Can you copy the listing below word for word, keeping every line unchanged?

Coordinate labeling data
- - - -

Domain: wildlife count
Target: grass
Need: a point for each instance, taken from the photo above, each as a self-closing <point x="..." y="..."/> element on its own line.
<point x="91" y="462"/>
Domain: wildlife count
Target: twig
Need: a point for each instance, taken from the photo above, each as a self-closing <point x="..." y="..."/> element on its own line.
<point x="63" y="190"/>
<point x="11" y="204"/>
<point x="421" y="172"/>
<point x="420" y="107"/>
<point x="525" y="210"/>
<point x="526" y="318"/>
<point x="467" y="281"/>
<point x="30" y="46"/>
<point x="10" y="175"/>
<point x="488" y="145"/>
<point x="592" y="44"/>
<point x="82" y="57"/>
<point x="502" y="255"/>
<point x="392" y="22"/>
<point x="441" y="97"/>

- - - -

Result:
Domain: wildlife count
Target: grass
Need: a point for each instance, taken from the photo above, each as a self-closing <point x="..." y="..."/> element on its own line.
<point x="91" y="462"/>
Domain: wildlife count
Target: twig
Need: a point for each instance, taken from the photo above, each as a self-closing <point x="..." y="..."/> element on its own line.
<point x="63" y="190"/>
<point x="11" y="204"/>
<point x="421" y="172"/>
<point x="420" y="107"/>
<point x="525" y="210"/>
<point x="526" y="318"/>
<point x="467" y="281"/>
<point x="30" y="46"/>
<point x="10" y="175"/>
<point x="488" y="145"/>
<point x="592" y="44"/>
<point x="82" y="57"/>
<point x="502" y="255"/>
<point x="392" y="22"/>
<point x="441" y="97"/>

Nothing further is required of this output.